Your task
Convert the lines between the one holding "Pinpoint every instance of pink cloud." and the one holding "[277,487,384,506]", inclusive, into a Markdown table with the columns Number and Line. Skip any blank lines.
==== The input ====
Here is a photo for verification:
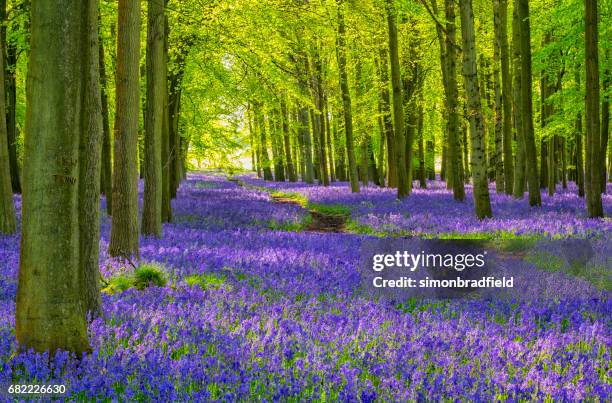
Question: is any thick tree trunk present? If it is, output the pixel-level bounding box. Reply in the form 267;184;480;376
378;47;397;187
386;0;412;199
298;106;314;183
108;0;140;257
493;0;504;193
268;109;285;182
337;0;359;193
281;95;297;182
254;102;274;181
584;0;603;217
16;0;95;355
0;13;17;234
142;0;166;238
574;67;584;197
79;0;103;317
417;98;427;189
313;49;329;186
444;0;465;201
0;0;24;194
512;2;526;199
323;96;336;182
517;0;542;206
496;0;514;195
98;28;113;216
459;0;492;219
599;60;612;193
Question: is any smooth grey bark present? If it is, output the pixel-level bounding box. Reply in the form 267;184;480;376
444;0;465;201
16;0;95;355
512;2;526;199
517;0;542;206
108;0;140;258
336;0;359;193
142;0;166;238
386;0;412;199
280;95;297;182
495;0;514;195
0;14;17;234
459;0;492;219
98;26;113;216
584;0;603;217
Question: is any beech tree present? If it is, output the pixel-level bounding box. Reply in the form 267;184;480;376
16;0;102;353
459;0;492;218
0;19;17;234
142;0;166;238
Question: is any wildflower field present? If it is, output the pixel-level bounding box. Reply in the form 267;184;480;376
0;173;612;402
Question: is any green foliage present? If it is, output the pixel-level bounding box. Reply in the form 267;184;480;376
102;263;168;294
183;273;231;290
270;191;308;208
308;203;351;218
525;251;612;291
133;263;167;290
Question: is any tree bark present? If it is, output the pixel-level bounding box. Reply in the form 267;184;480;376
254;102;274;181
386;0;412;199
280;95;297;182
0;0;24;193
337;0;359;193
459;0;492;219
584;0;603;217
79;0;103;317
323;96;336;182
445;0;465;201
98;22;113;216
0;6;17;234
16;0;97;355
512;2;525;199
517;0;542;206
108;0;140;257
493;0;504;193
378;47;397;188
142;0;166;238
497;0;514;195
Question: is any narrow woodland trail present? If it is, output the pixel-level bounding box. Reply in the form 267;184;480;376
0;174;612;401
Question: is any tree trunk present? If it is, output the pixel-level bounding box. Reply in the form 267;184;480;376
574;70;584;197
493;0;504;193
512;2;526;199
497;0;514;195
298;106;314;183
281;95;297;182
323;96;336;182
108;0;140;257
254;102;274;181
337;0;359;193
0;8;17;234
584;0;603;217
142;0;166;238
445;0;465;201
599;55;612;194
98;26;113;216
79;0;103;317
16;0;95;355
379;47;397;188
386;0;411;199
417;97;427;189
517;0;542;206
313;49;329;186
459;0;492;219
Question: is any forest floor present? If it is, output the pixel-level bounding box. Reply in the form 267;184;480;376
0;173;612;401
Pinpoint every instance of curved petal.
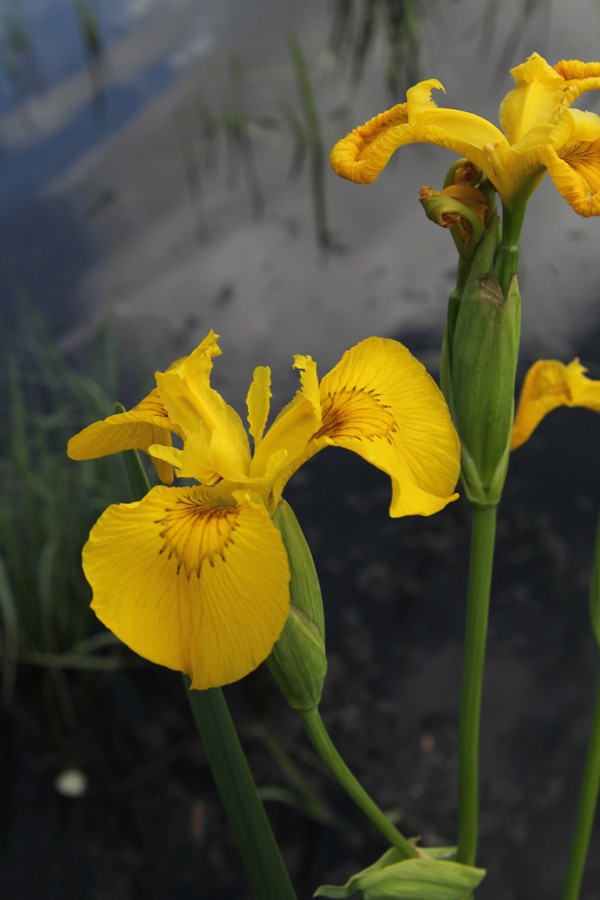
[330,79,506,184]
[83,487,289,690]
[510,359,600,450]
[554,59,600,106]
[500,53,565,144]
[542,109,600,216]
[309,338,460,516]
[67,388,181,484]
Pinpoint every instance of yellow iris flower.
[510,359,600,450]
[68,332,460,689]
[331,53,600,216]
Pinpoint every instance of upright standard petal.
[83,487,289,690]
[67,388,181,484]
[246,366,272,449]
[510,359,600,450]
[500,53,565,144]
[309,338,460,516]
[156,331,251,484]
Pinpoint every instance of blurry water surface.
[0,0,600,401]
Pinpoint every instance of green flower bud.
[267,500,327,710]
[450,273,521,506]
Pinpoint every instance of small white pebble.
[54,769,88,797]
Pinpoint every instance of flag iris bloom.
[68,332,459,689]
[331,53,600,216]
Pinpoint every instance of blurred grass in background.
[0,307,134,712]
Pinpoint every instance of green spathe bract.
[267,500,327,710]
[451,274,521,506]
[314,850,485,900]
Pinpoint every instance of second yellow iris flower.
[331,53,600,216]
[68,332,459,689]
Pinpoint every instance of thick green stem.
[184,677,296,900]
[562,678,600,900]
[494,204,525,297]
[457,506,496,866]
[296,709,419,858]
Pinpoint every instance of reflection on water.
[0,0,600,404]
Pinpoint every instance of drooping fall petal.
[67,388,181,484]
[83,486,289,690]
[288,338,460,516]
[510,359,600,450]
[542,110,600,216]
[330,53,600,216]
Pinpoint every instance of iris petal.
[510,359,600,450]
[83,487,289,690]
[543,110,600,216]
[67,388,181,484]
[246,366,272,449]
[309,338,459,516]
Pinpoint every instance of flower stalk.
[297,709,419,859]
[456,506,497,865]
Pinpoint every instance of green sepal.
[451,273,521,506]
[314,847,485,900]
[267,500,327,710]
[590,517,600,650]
====
==== The input ====
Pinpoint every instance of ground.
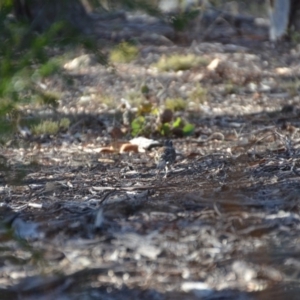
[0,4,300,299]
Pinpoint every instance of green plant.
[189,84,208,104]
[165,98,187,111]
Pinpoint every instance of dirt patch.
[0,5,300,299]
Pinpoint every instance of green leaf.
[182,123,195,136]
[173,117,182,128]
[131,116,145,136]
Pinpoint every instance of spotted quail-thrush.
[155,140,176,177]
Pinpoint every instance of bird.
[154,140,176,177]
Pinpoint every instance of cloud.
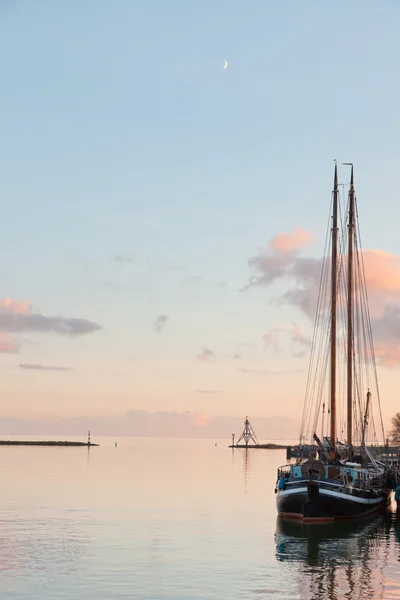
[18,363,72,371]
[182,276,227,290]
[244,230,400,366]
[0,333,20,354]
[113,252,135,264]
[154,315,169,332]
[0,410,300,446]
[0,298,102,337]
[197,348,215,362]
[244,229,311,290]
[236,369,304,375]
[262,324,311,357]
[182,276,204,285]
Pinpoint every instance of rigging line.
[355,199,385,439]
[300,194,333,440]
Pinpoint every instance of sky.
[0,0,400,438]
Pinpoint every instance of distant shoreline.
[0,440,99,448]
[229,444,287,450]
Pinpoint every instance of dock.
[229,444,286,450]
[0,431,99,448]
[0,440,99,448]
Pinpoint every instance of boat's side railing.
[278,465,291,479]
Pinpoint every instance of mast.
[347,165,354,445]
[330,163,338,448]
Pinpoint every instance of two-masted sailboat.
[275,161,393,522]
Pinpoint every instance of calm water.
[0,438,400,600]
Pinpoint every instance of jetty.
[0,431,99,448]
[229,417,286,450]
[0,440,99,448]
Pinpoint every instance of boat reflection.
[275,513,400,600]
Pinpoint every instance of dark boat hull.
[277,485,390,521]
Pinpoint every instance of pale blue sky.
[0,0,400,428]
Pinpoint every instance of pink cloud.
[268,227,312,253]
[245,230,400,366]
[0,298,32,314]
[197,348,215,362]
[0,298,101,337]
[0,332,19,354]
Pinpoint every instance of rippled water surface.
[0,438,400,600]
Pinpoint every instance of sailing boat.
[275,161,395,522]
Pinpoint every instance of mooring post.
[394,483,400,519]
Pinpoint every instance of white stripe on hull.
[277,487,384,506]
====
Problem solution
| Number | Line |
|---|---|
| 1 | Pinpoint every instance of pink cloud. |
| 2 | [268,227,312,253] |
| 3 | [245,230,400,366] |
| 4 | [0,298,32,314] |
| 5 | [197,348,215,362] |
| 6 | [0,298,101,337] |
| 7 | [0,332,19,354] |
| 8 | Pinpoint every instance of rippled water surface. |
| 9 | [0,438,400,600] |
| 10 | Pinpoint every instance of sailing boat. |
| 11 | [275,161,395,522] |
| 12 | Pinpoint every instance of mooring post. |
| 13 | [394,483,400,519] |
| 14 | Pinpoint every instance of white stripe on hull. |
| 15 | [277,487,384,506] |